RECORD LIST:

════════

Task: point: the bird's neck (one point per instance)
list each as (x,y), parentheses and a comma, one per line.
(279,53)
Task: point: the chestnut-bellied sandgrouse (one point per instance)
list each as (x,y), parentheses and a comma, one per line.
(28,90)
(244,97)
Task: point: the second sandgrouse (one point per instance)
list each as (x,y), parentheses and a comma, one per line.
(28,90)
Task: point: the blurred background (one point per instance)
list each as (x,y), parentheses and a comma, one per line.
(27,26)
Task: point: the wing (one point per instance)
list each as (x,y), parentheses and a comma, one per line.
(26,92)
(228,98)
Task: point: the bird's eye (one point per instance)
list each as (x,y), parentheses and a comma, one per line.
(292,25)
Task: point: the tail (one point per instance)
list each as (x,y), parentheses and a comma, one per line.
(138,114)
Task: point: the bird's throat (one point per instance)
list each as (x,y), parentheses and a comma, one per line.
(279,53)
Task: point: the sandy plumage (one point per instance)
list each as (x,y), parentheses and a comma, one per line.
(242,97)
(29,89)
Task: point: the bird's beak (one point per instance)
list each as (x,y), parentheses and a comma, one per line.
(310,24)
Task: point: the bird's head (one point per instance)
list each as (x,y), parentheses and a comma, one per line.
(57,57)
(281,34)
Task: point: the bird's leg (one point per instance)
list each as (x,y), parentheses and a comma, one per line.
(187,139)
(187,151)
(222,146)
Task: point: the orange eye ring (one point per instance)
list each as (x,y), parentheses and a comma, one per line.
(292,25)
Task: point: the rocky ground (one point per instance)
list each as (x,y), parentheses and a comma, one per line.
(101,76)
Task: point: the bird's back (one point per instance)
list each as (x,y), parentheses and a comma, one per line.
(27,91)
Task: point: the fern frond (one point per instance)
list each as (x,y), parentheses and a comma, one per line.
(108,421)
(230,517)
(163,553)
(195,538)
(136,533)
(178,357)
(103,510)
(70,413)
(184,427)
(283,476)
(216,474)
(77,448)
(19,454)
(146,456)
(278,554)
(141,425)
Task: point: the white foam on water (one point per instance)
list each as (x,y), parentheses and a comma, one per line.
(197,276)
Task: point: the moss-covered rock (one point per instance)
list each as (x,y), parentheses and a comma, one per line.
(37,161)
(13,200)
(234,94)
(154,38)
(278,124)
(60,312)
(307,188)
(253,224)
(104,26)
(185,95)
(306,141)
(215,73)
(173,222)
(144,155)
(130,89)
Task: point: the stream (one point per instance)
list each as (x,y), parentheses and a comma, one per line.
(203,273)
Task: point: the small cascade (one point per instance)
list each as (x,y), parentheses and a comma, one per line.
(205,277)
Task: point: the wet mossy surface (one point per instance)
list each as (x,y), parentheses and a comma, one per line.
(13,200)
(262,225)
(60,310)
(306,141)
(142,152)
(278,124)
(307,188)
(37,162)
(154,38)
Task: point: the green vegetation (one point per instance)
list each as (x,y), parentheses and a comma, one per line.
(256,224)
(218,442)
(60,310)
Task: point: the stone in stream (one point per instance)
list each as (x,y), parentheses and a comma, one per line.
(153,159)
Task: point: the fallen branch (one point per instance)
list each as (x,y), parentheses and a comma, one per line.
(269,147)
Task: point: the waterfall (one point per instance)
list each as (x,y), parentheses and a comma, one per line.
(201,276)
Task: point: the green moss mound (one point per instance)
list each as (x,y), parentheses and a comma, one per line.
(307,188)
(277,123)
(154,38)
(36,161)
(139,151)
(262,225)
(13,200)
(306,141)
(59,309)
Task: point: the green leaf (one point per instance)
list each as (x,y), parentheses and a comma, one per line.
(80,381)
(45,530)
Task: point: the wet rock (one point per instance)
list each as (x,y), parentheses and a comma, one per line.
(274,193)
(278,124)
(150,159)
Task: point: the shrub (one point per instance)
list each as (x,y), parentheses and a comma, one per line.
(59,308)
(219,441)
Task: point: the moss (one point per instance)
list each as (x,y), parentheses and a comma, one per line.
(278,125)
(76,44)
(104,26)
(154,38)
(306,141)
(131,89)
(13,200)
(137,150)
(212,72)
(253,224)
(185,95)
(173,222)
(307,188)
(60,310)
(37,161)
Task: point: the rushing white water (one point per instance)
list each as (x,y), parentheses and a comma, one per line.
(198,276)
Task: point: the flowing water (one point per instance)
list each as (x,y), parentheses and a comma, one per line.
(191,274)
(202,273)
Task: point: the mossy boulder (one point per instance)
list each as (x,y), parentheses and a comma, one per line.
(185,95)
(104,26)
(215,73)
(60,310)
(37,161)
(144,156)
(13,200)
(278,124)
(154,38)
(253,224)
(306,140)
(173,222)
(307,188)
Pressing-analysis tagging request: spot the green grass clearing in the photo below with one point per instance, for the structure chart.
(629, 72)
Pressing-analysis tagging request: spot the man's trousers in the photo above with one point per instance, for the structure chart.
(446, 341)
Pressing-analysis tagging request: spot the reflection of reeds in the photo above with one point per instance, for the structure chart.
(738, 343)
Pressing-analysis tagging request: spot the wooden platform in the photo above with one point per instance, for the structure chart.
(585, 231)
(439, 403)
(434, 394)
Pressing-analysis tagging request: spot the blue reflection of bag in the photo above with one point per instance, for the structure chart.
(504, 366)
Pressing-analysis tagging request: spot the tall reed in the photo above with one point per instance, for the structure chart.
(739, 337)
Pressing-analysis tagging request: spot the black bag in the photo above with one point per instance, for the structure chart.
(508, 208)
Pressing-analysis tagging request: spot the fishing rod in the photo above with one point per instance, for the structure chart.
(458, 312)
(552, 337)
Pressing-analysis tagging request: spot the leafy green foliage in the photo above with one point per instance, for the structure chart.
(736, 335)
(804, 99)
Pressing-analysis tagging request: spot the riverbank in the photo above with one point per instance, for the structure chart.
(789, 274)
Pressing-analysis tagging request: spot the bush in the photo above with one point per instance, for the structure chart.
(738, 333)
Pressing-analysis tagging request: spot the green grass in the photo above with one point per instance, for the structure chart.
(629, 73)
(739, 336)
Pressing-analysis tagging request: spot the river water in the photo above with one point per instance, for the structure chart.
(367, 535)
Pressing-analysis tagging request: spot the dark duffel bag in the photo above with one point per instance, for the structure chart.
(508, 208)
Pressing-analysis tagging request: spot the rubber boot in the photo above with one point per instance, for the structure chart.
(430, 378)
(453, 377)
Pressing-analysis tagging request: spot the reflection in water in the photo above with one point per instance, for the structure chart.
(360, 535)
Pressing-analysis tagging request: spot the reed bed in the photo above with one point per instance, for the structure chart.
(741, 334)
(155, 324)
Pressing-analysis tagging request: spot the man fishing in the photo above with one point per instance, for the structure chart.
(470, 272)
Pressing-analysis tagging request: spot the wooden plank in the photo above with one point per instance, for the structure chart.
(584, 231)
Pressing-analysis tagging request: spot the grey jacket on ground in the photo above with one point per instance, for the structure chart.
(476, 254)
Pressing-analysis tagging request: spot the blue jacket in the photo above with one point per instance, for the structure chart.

════════

WHAT YOU NEED TO DO:
Please extract exactly, and only, the lines from the line containing "Pressing-analysis tagging request: spot the river water" through the last line of the records.

COMPLETE ANSWER:
Pressing-analysis tagging request: spot the river water in the photo above with one point per instance, for the structure chart.
(367, 535)
Pressing-analysis tagging request: spot the dark duffel bag in the photo above with one point per instance, for the structure chart.
(508, 208)
Pressing-analysis tagging request: spot the rubber boot in the photo above with one point per instance, for the structure chart.
(430, 378)
(453, 377)
Pressing-analysis tagging request: spot the reflection in water in the photo above with one point per instance, for the structure chart.
(360, 535)
Pressing-analysis tagging request: spot the reed bed in the photo above with one point per instance, for the structure chart.
(741, 334)
(155, 324)
Pressing-analysis tagging request: spot the man fishing in the photo above with one point per instance, for the structure chart.
(470, 272)
Pressing-analysis tagging request: spot the wooden plank in the photo above with one point per instance, for the structure chart.
(584, 231)
Pressing-analysis tagging request: spot the grey jacket on ground in the photo above with one point per instance, for the structure chart.
(476, 254)
Pressing-analysis tagging request: spot the blue jacket in the photo above with one point per instance, for the structure chart.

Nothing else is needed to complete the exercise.